▶ _What you are asked to do_
Look for the line that has "# example output, e.g. point(920, 879)" in the material below; please repeat it and every line after it, exactly, up to and including the line that has "# example output, e.g. point(19, 294)", and nothing else.

■ ■ ■ ■ ■

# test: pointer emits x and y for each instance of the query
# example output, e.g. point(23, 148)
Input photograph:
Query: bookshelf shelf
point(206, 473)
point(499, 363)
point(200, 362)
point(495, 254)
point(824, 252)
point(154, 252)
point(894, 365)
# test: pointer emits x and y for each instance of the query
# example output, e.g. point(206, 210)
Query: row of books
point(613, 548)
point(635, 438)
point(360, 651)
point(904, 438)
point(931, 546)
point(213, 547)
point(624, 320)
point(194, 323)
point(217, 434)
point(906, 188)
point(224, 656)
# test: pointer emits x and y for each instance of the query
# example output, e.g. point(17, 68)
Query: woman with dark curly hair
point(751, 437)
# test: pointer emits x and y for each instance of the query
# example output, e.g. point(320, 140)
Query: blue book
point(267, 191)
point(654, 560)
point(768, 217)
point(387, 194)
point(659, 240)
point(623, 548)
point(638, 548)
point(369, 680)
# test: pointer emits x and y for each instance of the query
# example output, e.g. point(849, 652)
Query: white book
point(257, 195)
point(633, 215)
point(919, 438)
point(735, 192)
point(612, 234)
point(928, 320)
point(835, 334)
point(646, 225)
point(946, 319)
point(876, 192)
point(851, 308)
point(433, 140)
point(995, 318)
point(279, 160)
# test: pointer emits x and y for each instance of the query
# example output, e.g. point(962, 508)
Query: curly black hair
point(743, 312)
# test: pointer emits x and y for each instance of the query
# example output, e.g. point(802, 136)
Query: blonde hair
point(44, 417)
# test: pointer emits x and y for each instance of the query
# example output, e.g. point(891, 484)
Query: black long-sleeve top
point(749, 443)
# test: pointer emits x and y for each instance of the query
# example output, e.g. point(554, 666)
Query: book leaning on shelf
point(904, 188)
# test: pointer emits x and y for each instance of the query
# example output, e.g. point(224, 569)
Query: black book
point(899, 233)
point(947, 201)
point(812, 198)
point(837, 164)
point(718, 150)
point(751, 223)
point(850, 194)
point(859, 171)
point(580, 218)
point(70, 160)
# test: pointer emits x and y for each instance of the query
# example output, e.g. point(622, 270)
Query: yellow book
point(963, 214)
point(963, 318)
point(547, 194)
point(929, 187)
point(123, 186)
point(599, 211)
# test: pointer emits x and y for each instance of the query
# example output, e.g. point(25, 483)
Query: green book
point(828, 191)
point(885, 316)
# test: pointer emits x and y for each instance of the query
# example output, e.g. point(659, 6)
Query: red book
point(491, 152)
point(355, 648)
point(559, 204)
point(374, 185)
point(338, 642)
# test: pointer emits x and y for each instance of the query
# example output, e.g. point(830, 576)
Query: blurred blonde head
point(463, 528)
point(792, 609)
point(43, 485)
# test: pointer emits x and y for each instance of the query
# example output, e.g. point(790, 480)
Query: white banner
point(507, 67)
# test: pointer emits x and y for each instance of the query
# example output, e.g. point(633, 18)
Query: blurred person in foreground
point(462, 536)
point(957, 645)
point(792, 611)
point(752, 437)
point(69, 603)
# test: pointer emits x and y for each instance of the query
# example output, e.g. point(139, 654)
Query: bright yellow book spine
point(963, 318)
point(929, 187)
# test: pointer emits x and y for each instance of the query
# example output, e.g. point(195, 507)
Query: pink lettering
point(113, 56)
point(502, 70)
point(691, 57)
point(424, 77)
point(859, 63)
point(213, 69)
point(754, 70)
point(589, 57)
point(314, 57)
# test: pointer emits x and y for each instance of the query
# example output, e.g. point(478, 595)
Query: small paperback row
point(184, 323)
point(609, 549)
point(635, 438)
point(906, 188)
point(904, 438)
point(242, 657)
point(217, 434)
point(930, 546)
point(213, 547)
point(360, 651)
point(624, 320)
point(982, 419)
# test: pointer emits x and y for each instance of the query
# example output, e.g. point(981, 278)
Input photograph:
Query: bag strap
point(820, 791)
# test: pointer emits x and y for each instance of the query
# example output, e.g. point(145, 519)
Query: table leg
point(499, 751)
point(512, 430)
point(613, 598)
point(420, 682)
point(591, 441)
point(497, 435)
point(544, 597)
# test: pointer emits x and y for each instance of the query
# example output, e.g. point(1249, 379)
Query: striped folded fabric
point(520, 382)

■ ■ ■ ■ ■

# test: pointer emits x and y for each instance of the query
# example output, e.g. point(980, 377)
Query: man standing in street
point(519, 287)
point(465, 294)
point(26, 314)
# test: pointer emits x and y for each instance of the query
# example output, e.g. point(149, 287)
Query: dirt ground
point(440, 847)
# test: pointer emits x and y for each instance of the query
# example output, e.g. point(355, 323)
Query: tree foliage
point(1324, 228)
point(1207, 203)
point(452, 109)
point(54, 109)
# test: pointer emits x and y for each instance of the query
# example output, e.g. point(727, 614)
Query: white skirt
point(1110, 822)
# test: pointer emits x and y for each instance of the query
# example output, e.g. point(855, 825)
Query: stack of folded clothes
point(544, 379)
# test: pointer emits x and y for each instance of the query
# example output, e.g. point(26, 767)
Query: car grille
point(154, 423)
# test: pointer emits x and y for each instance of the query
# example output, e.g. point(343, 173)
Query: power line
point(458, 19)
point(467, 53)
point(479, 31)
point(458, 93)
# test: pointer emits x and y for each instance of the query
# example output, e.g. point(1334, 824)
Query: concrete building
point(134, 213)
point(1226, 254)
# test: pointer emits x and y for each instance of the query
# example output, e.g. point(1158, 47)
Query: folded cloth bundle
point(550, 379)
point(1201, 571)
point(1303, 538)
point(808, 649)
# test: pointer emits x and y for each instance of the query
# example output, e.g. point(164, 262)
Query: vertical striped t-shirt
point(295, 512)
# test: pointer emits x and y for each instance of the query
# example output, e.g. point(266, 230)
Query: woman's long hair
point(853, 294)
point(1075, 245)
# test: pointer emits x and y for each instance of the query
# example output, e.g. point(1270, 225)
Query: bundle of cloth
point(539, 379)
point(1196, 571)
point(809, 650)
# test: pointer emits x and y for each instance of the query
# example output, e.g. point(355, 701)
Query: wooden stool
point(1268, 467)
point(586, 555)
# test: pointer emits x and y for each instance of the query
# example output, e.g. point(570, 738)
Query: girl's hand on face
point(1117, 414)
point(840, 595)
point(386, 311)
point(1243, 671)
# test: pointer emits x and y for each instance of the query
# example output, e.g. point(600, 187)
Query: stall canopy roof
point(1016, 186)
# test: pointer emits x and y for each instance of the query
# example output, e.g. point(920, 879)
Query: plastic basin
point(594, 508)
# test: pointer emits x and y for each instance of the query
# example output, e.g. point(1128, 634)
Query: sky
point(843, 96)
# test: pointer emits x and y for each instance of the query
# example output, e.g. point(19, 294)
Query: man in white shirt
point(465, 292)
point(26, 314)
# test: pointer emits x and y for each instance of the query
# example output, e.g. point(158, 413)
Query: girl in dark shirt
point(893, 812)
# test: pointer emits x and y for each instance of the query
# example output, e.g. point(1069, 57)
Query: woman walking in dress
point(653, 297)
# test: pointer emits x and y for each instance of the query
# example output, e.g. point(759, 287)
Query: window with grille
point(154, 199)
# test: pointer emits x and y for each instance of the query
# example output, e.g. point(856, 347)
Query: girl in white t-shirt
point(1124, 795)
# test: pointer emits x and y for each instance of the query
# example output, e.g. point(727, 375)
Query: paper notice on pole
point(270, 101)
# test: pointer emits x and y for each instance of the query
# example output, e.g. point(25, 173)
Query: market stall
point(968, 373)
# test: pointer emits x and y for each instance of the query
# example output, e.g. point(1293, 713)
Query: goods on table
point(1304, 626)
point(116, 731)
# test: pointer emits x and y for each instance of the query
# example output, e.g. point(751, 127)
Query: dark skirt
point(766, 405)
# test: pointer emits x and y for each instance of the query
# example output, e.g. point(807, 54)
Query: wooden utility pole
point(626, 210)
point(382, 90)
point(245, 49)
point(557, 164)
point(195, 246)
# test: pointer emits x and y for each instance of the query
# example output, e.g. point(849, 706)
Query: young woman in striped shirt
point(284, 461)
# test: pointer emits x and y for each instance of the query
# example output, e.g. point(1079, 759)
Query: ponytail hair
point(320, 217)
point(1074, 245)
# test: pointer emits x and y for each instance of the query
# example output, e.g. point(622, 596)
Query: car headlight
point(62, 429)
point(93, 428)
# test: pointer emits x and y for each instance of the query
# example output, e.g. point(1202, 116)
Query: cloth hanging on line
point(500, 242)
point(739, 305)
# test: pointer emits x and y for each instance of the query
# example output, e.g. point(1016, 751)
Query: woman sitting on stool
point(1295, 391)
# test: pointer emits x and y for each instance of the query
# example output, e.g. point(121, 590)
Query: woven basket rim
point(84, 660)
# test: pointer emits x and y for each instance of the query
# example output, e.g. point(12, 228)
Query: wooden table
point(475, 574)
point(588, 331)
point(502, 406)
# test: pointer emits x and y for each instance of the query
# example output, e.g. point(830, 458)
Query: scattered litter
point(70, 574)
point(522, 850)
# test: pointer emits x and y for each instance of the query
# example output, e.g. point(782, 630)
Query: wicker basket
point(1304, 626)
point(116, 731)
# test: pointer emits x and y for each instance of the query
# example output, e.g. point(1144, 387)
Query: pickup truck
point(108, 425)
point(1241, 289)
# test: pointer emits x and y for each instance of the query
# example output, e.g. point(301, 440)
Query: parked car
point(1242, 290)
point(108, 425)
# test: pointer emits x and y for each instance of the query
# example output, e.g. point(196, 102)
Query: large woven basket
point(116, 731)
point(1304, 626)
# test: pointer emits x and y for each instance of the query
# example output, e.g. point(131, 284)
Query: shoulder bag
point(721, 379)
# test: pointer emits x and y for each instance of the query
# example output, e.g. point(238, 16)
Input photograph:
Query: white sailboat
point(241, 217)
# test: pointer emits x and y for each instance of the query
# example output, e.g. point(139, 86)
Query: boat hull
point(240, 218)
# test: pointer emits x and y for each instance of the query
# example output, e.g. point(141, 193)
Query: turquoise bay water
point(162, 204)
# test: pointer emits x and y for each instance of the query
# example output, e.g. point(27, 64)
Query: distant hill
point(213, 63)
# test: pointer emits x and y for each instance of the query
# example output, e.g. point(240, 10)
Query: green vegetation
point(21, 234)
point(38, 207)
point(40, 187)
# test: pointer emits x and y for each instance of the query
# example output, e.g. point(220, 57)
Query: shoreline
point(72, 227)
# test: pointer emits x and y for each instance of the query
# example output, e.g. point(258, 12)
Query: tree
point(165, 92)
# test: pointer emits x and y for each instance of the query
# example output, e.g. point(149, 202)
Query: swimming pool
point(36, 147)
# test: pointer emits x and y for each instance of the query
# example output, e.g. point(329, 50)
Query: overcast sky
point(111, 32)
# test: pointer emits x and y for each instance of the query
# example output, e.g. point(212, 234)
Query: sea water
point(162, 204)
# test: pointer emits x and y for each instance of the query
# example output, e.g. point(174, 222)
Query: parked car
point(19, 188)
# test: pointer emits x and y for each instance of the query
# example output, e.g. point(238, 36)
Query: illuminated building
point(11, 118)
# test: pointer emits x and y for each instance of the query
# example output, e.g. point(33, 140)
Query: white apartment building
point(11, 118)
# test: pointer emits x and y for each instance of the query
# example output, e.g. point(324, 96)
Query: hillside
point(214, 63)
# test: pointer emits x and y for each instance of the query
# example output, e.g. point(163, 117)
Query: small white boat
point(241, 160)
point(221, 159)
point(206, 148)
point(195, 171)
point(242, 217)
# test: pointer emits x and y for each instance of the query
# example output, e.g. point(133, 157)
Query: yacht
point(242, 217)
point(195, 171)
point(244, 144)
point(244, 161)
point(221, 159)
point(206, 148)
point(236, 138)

■ ■ ■ ■ ■

▶ _Solution to this task_
# example output, e.g. point(920, 879)
Query: plastic basin
point(594, 508)
# test: pointer emits x and y for each instance of the query
# example output, e.g. point(1128, 634)
Query: sky
point(843, 96)
# test: pointer emits x and y for each instance of the query
# example output, e.g. point(19, 294)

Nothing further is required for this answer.